* WHAT THIS TASK INVOLVES
Return every one of the lines below word for word, with nothing added or changed.

Entries for labeling object positions:
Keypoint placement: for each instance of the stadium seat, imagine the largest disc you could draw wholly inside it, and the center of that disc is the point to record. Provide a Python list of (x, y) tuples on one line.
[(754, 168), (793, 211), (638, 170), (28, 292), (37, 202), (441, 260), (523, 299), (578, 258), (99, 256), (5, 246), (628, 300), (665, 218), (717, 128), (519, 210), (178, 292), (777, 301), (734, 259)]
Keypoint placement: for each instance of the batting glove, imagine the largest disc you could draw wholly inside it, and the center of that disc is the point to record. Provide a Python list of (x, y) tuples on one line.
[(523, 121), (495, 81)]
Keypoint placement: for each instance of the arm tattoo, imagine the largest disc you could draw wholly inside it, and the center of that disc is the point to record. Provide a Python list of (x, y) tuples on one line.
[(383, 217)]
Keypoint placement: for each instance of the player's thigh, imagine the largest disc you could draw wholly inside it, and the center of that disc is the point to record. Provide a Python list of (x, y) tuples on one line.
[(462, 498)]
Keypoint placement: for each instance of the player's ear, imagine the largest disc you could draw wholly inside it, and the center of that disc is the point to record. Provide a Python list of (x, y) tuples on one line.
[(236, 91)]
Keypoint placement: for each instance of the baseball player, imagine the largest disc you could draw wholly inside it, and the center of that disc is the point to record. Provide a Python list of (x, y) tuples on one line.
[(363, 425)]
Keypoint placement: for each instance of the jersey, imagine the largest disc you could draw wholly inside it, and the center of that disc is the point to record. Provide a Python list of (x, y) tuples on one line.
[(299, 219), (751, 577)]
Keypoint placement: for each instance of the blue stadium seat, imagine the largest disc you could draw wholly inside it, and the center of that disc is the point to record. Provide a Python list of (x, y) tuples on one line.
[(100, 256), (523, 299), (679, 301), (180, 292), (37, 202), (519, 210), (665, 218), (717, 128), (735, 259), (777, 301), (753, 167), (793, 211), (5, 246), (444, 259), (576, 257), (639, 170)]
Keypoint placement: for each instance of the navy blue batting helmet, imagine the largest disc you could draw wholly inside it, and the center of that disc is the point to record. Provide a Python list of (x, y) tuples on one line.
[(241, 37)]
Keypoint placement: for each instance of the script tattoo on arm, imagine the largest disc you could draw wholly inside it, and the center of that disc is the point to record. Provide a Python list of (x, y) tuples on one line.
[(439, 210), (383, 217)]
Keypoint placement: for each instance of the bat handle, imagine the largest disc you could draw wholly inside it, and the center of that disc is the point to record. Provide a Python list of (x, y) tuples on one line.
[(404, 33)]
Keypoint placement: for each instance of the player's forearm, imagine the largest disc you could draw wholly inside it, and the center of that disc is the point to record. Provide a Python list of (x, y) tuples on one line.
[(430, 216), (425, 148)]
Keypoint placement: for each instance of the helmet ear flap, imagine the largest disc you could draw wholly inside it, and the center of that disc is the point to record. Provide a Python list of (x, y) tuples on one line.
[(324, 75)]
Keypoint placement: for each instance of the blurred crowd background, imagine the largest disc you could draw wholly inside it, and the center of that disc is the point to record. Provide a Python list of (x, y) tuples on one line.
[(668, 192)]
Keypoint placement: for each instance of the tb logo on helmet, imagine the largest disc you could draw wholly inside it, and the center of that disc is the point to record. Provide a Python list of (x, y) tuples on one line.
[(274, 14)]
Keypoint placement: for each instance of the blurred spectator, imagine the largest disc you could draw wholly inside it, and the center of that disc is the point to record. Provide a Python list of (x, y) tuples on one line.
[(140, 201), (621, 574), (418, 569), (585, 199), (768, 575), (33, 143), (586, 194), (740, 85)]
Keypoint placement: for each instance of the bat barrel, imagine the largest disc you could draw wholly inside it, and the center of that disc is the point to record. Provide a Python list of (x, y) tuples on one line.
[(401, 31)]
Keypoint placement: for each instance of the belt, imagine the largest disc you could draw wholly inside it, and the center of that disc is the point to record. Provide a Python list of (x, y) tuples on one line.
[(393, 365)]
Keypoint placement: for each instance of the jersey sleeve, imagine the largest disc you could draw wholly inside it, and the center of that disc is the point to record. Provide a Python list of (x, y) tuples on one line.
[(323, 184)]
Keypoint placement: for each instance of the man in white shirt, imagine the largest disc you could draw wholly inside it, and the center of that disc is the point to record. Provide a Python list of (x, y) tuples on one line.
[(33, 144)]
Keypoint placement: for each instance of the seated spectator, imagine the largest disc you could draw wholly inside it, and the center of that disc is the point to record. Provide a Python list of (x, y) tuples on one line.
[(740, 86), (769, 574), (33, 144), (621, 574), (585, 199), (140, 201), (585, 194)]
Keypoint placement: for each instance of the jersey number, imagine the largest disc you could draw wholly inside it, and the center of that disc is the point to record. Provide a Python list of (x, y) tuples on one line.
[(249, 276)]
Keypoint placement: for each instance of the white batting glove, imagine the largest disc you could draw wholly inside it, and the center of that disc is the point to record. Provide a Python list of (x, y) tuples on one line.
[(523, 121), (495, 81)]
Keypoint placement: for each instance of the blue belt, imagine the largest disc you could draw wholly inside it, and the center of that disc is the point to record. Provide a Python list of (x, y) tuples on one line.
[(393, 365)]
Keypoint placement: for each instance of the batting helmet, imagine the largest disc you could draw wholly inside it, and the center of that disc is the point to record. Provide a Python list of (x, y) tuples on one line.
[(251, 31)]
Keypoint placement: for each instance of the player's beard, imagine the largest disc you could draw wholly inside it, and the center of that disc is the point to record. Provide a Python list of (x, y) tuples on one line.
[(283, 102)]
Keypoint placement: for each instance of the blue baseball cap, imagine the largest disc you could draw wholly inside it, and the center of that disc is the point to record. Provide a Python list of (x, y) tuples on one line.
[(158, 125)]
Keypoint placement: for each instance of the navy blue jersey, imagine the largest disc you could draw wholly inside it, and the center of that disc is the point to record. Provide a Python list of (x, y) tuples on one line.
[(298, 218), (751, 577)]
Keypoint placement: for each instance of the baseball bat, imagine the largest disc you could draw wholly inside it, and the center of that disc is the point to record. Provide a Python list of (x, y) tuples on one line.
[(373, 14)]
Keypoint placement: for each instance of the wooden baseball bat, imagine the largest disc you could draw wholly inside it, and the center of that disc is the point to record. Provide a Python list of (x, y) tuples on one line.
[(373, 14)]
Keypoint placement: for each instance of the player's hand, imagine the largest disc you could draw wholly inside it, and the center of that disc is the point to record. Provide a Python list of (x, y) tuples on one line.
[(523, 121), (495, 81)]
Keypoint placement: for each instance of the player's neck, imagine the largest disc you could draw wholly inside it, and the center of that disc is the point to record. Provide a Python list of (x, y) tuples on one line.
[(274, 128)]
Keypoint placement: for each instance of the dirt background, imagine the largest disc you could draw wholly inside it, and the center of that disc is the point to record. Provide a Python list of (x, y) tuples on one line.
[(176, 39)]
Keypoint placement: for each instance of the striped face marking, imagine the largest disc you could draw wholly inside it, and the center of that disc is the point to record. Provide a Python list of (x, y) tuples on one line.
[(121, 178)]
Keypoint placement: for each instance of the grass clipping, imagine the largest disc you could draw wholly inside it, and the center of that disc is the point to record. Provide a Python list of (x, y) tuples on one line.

* SOLUTION TO THIS EXERCISE
Keypoint placement: for each instance of the stadium seat, imagine the largest disc you could draw wholly inside it, and the center of that disc is the point to record. Provide a Python list of (x, y) tuples on one line.
[(754, 168), (793, 211), (638, 170), (28, 292), (37, 202), (441, 260), (523, 299), (578, 258), (99, 256), (5, 246), (628, 300), (665, 218), (717, 128), (519, 210), (178, 292), (777, 301), (734, 259)]
Keypoint placement: for each instance of the batting glove, imagine the largest disc you could draw wholly inside it, and the center of that disc is the point to record. Provide a Python list of (x, y) tuples on one line.
[(523, 121), (495, 81)]
Keypoint placement: for each instance of the arm tattoo, imagine the largest disc you could draw wholly inside it, and the center of that disc is the point to record. Provide a Python list of (x, y) tuples on one line.
[(383, 217)]
Keypoint placement: for each instance of the player's thigh, imagine the largest disc you could draw wholly inside it, and the center of that disc is the point to record. Provide a Python list of (x, y) tuples on one line.
[(462, 498)]
Keypoint placement: for each instance of the player's ear, imagine the largest disc you could draw wholly inside it, and the center of that disc is the point to record. Provide a Python list of (x, y) tuples on one line.
[(236, 91)]
Keypoint placement: for each instance of the baseball player, imagine the largest disc you could draw wholly inside it, and the center of that disc is the point to record. Provide a Python list of (x, y) tuples on one line.
[(363, 425)]
Keypoint placement: for each instance of the jersey, imagine the largest disc you could draw wholly inside it, and the center of that disc is the point to record. Provide a Python list of (x, y) tuples on one line.
[(299, 219), (751, 577)]
Keypoint placement: for each instance of the blue stadium seat, imagine the largest disc you could draw wholly inside it, and the center of that disc is the point to record. Provide a Python list of (x, y) tuples on one line.
[(100, 256), (523, 299), (679, 301), (180, 292), (37, 202), (519, 210), (665, 218), (717, 128), (735, 259), (777, 301), (753, 167), (793, 211), (5, 246), (444, 259), (576, 257), (639, 170)]
Keypoint placement: for each instance of the navy blue batting helmet, imagine the largest disc you could draw wholly inside it, and the center of that disc is the point to record. Provide a Python list of (x, y) tuples on one line.
[(241, 37)]
Keypoint placement: for each instance of the script tattoo on arm, imagine the largest disc you could draw wholly inside it, and the center of that disc is the point to record. Provide a Python list of (x, y) tuples on one line.
[(439, 210), (383, 217)]
Keypoint placement: for each instance of the bat handle, imagine the largest disc you could draw wholly inside it, and the center of that disc is the point to record. Provide a Python list of (x, y) tuples on one line.
[(404, 33)]
Keypoint placement: for each instance of the player's forearm, imagine the largest disc you could draw wholly inside it, and the center of that disc is the point to record. Provide a Python list of (x, y) tuples on one line.
[(430, 216), (425, 148)]
Keypoint placement: for each instance of the helmet ear flap, imagine the largest disc you could draw wholly inside it, and the center of that disc is the point to record. Provide a Python list of (x, y) tuples on one line.
[(324, 75)]
Keypoint placement: for each instance of the blurred crowd background, imagine the largest disc you could draw wholly inside it, and the center of that disc is the point to record. Provide a Python list of (x, y) tuples on one line.
[(668, 192)]
Keypoint placement: for each instance of the tb logo on helmet, imagine the largest disc you could draw wholly inside it, and the center of that disc is the point to record. Provide a Python list of (x, y) tuples on one line.
[(274, 14)]
Keypoint placement: for each instance of the blurred spectator, imagine the largest disc you could draw wholly inside it, and the center of that disc is the point to record. Provide a Python list of (x, y) tuples on one line.
[(140, 201), (621, 574), (418, 569), (585, 199), (768, 575), (33, 143), (586, 194), (740, 85)]
Keypoint placement: for each instance of the bat barrel, imagine the largest disc you could draw wholly inside it, and the center of that disc is the point to record. Provide a Python list of (x, y) tuples on one line.
[(401, 31)]
Keypoint placement: for each instance of the belt, imagine the largest disc you could draw wholly inside it, and the center of that disc is the point to record. Provide a Python list of (x, y) tuples on one line.
[(393, 365)]
Keypoint placement: for each instance of the jersey sleeve, imagine the largest disc you could draw wholly inside it, and the center of that disc is the point to record. Provide a Python list of (x, y) tuples on one line.
[(323, 184)]
Keypoint placement: for each instance of the man in white shirt, imagine the largest disc you could draw wholly inside it, and the center of that disc is the point to record. Provide a Python list of (x, y) tuples on one line.
[(33, 144)]
Keypoint placement: for each instance of the seated spectator, imagine the largest disc you could draw wholly inside it, and the center of that disc is the point to record. Provide a Python list of (x, y) tuples on one line.
[(740, 86), (769, 574), (33, 144), (621, 574), (585, 199), (140, 201), (585, 194)]
Keypoint placement: for each instance of the jersey number, imagine the largest disc you could draw wholly inside it, and the center of that disc is the point to record. Provide a Python list of (x, y) tuples on one line.
[(249, 276)]
Keypoint placement: for each instance of the white batting glove, imagine the largest disc you could draw wholly inside it, and the center of that disc is the point to record. Provide a Python list of (x, y) tuples on one line.
[(523, 121), (495, 81)]
Keypoint placement: for each instance of the blue belt, imagine the largest disc you could draw wholly inside it, and the center of that disc is the point to record. Provide a Python list of (x, y) tuples on one line.
[(393, 365)]
Keypoint placement: for each instance of the batting helmet, imagine the largest disc you could draw wholly inside it, and the center of that disc is the point to record. Provide a Python list of (x, y) tuples on one line.
[(251, 31)]
Keypoint placement: for each instance of the player's beard, imagine the largest disc you could draw wholly inside it, and the center of that disc is the point to record. Provide a Python list of (x, y) tuples on one line.
[(283, 102)]
Keypoint placement: for each instance of the blue baseball cap, imagine the largest disc you could draw wholly inside it, and the center of that disc is the point to record. Provide a Python list of (x, y) tuples on one line.
[(158, 125)]
Keypoint placement: for each instance of the navy blue jersey, imagine the largest disc you could draw wholly inside it, and the center of that disc is the point to record. Provide a Python list of (x, y) tuples on one line.
[(298, 218), (751, 577)]
Keypoint placement: for each instance of the baseball bat, imagine the largest disc you could draw wholly inside it, and the center of that disc is the point to record. Provide a Python list of (x, y) tuples on one line.
[(373, 14)]
Keypoint placement: for each instance of the wooden baseball bat, imagine the largest disc you could draw wholly inside it, and the center of that disc is the point to record. Provide a Python list of (x, y) tuples on one line.
[(373, 14)]
Keypoint placement: for each instance of the player's hand, imagine the largest disc you could draw wholly inside it, and the center of that disc is the point to record. Provide a Python list of (x, y) tuples on one line.
[(523, 121), (495, 81)]
Keypoint placement: for each instance of the player's neck, imagine the largest disc you could draw wholly inside it, and the center of that disc is the point to record. Provide a Python list of (x, y) tuples on one line.
[(274, 128)]
Keypoint placement: for each instance of the dirt background, imagine the largest disc you could draw wholly inside it, and the center of that disc is the point to record. Provide a Python list of (x, y) tuples on one line.
[(176, 39)]
Keypoint placement: for each instance of the striped face marking, imagine the largest disc you could draw wholly inside it, and the center of that disc is the point to record. Provide a Python list of (x, y) tuples on one line.
[(121, 178)]
Keypoint placement: for each instance of the grass clipping, imagine the largest disc you could draw wholly inside it, and the center of that disc is the point to record. Provide a Python list of (x, y) tuples on one line.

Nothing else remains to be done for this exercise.